#### Your objective:
In the text below about an upcoming surgery, check each statement against the text and answer yes or no, quoting the deciding words: 1. The writer expects to be immobilized for a few weeks after the procedure. 2. The writer feels sure the surgery will work. 3. The writer's life could change starting four days from now.

Then there’s the procedure itself – they will be resecting bone, for goodness’ sake – and no matter what the outcome, there will be a lot more pain before there is less. I will be well and truly immobilized for a few weeks, and it will be at another few months after that (at least) before I will be strong enough for normal activities, if it works.
And then there’s that.
If it works.
I want to hope that it will, but I don’t dare. Because it might not. Or, worse, it might work for a little while and then the pain will come back. Or even a long while, like a few years, before reasserting itself – how cruel would that be? I know there’s nothing to be gained from thoughts like those, but there’s not much left in the bag of coping mechanisms I had before all this happened. I need to feel I am doing something to keep the demons at bay.
So I’m trying to prepare myself for the crushing blow any one of those possibilities would entail. Experience tells me that this type of proactive effort rarely yields perceptible results, but faced with the uncertainty to end all uncertainties, I don’t know what else to do. I don’t know what will happen next. The obscurity is so thick and encompassing that I don’t even know in which direction I’m pointed. And that is more terrifying than anything that has happened thus far.
Most of the time, we don’t have to face up to the fact that we never know what is going to happen to us from one moment to the next. This is because most of our existence is fairly reliable, like a sunset, or the feel of a door knob, or the strains of a familiar song. None of those things are going to stop being what they were yesterday. We cloak ourselves in the familiarity and our routines, and take comfort in taking them for granted, and we feel safe.
What little routine I’ve been able to cobble together is already coming apart. As the medications wear off, and the withdrawal symptoms compound the increase in pain, my ability to do even the small handful of things I can still do for myself will taper accordingly. Then comes the surgery, and with it, that giant, gaping, unknowableness.
I do not know how I will think or feel. I do not know if I will be grateful or angry, elated or despondent. I do not know if the surgery will work. I do not know if I will be able to take my last class this semester before I graduate. I do not know if I will be able to pursue the graduate program I so recently set my heart on. I do not know if I will still be handicapped or not. I do not know – I cannot even guess – what my life will be like starting four days from now, and it’s so utterly paralyzing to even consider it that if I pull down what’s left of the barricade standing between me and that fear, I do not know if I will be strong enough to go through with the surgery at all.

#### Provided material:
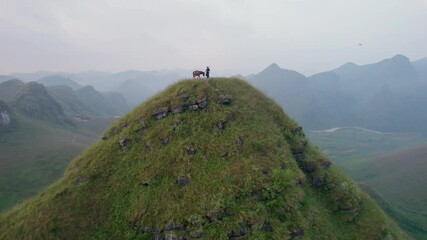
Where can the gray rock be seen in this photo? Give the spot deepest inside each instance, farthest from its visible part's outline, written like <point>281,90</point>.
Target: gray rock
<point>309,167</point>
<point>282,165</point>
<point>223,99</point>
<point>170,225</point>
<point>146,183</point>
<point>238,232</point>
<point>220,125</point>
<point>266,171</point>
<point>193,107</point>
<point>266,227</point>
<point>299,156</point>
<point>239,141</point>
<point>296,131</point>
<point>178,109</point>
<point>297,232</point>
<point>190,149</point>
<point>202,104</point>
<point>224,153</point>
<point>165,140</point>
<point>196,234</point>
<point>79,180</point>
<point>257,195</point>
<point>325,163</point>
<point>124,142</point>
<point>4,118</point>
<point>182,181</point>
<point>318,181</point>
<point>148,148</point>
<point>182,96</point>
<point>160,113</point>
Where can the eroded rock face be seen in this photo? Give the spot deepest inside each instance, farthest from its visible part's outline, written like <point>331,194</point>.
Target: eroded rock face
<point>160,112</point>
<point>182,181</point>
<point>297,232</point>
<point>191,150</point>
<point>124,142</point>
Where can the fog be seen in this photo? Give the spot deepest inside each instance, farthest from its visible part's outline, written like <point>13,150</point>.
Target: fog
<point>232,37</point>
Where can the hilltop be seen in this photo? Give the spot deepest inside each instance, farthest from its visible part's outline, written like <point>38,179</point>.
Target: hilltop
<point>203,159</point>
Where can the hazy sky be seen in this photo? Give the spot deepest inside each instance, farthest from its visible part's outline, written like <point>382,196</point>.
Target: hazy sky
<point>240,36</point>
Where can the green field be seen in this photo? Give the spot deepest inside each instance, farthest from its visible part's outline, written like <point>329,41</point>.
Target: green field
<point>391,167</point>
<point>36,153</point>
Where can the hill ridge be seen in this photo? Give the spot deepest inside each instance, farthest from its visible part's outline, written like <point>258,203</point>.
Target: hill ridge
<point>209,159</point>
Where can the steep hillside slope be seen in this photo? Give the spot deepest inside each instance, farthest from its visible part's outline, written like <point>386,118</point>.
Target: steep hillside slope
<point>204,159</point>
<point>34,101</point>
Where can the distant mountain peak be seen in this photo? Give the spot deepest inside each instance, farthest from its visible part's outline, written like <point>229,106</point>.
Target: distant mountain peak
<point>400,57</point>
<point>273,66</point>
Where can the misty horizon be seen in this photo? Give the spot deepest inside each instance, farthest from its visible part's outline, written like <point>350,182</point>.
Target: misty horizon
<point>229,36</point>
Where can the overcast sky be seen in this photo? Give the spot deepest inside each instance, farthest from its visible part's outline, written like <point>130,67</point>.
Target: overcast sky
<point>239,36</point>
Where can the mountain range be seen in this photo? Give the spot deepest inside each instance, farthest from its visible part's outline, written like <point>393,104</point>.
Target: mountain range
<point>386,96</point>
<point>212,159</point>
<point>58,102</point>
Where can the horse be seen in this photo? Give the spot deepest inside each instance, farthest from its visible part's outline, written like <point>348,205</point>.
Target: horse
<point>197,73</point>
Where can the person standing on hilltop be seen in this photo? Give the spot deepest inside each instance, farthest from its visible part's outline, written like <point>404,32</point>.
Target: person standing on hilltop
<point>207,71</point>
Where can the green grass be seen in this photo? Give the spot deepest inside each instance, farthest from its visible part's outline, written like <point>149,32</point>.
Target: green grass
<point>390,166</point>
<point>36,153</point>
<point>111,192</point>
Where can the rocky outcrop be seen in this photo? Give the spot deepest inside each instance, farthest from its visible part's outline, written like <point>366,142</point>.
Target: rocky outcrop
<point>4,118</point>
<point>5,114</point>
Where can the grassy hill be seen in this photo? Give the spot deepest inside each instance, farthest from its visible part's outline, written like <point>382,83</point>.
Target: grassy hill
<point>401,177</point>
<point>204,159</point>
<point>388,166</point>
<point>36,153</point>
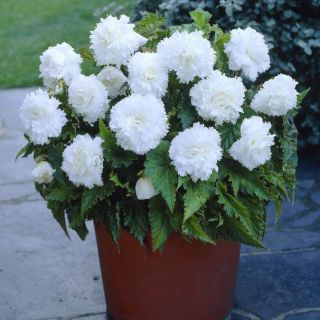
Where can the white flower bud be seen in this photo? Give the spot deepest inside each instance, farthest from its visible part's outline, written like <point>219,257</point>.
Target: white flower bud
<point>145,189</point>
<point>43,172</point>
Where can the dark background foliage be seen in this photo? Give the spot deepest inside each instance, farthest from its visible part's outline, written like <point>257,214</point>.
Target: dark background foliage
<point>291,29</point>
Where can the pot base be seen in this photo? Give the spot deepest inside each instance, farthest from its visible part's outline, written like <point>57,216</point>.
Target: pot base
<point>186,281</point>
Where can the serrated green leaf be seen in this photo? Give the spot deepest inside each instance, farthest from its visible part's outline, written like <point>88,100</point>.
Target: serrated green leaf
<point>159,221</point>
<point>220,39</point>
<point>245,180</point>
<point>278,208</point>
<point>135,219</point>
<point>150,24</point>
<point>302,95</point>
<point>92,196</point>
<point>55,159</point>
<point>58,212</point>
<point>163,175</point>
<point>186,113</point>
<point>201,19</point>
<point>197,194</point>
<point>235,208</point>
<point>112,152</point>
<point>116,180</point>
<point>229,134</point>
<point>76,222</point>
<point>113,223</point>
<point>192,228</point>
<point>25,151</point>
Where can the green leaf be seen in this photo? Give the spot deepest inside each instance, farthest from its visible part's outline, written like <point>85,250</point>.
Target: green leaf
<point>192,228</point>
<point>76,222</point>
<point>197,194</point>
<point>229,134</point>
<point>58,209</point>
<point>25,151</point>
<point>159,221</point>
<point>175,220</point>
<point>163,175</point>
<point>116,180</point>
<point>186,112</point>
<point>202,20</point>
<point>135,219</point>
<point>220,39</point>
<point>55,159</point>
<point>150,24</point>
<point>235,231</point>
<point>302,95</point>
<point>112,152</point>
<point>112,220</point>
<point>92,196</point>
<point>235,208</point>
<point>278,208</point>
<point>245,180</point>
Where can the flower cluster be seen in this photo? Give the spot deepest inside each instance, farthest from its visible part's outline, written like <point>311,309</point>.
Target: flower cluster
<point>166,116</point>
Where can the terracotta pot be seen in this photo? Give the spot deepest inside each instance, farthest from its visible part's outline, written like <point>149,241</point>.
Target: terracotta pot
<point>187,281</point>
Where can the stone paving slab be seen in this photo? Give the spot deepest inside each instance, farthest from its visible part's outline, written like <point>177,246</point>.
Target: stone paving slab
<point>45,276</point>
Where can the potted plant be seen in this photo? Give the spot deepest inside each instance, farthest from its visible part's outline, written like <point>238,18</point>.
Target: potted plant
<point>173,152</point>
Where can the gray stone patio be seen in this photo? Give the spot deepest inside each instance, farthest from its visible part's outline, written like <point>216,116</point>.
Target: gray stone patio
<point>45,276</point>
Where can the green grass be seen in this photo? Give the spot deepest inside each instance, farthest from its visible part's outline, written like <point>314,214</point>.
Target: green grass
<point>28,27</point>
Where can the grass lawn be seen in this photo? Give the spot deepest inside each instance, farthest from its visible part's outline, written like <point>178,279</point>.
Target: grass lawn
<point>28,27</point>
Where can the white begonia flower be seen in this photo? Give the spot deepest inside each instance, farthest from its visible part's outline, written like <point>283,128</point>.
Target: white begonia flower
<point>144,189</point>
<point>139,122</point>
<point>114,40</point>
<point>188,54</point>
<point>113,79</point>
<point>89,98</point>
<point>60,62</point>
<point>254,147</point>
<point>247,51</point>
<point>218,98</point>
<point>277,96</point>
<point>41,117</point>
<point>83,161</point>
<point>196,151</point>
<point>43,172</point>
<point>147,75</point>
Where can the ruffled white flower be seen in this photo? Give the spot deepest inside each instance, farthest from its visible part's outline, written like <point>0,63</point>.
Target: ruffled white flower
<point>218,98</point>
<point>188,54</point>
<point>114,40</point>
<point>277,96</point>
<point>144,189</point>
<point>247,51</point>
<point>254,147</point>
<point>89,98</point>
<point>83,161</point>
<point>196,151</point>
<point>113,79</point>
<point>43,172</point>
<point>59,63</point>
<point>139,122</point>
<point>147,75</point>
<point>41,117</point>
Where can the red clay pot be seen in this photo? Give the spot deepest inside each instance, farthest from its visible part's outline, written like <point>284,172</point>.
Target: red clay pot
<point>187,281</point>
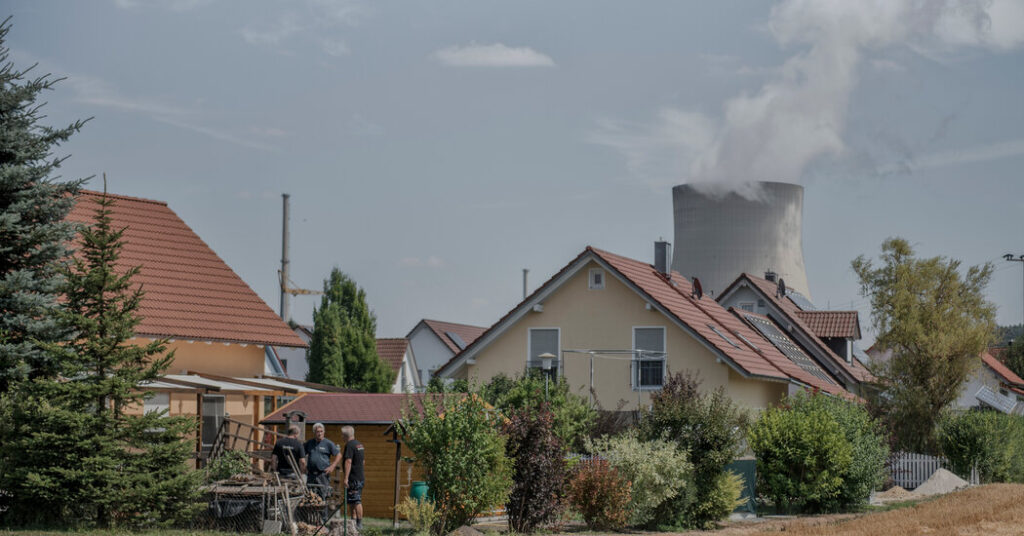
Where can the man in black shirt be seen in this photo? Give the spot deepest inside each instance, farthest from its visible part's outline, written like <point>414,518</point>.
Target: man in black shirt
<point>290,446</point>
<point>353,478</point>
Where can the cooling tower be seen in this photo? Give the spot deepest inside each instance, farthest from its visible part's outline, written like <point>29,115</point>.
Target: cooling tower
<point>720,236</point>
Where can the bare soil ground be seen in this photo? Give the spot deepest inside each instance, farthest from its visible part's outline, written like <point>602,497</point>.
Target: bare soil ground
<point>996,509</point>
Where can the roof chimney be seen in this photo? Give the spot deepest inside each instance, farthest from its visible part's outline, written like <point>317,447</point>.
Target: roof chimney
<point>663,256</point>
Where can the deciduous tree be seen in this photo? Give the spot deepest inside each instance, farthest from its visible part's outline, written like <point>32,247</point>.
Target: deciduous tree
<point>933,318</point>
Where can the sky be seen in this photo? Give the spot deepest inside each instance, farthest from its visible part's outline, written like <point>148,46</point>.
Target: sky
<point>434,150</point>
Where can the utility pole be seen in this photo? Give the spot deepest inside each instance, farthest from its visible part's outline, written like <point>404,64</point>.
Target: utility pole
<point>1020,258</point>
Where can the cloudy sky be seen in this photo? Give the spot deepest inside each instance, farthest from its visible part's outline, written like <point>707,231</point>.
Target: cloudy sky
<point>433,150</point>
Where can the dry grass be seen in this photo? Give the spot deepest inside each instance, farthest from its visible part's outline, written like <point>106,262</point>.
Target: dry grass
<point>996,509</point>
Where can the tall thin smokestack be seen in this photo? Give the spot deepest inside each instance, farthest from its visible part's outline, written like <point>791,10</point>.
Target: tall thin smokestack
<point>286,313</point>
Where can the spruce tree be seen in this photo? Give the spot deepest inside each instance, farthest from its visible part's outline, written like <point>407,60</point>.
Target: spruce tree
<point>343,348</point>
<point>33,233</point>
<point>78,449</point>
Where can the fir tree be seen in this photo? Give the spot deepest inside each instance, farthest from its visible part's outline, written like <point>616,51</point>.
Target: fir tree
<point>343,349</point>
<point>77,450</point>
<point>33,234</point>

#### Answer to the problem:
1. Yes: "I will be well and truly immobilized for a few weeks"
2. No: "I do not know if the surgery will work."
3. Yes: "what my life will be like starting four days from now"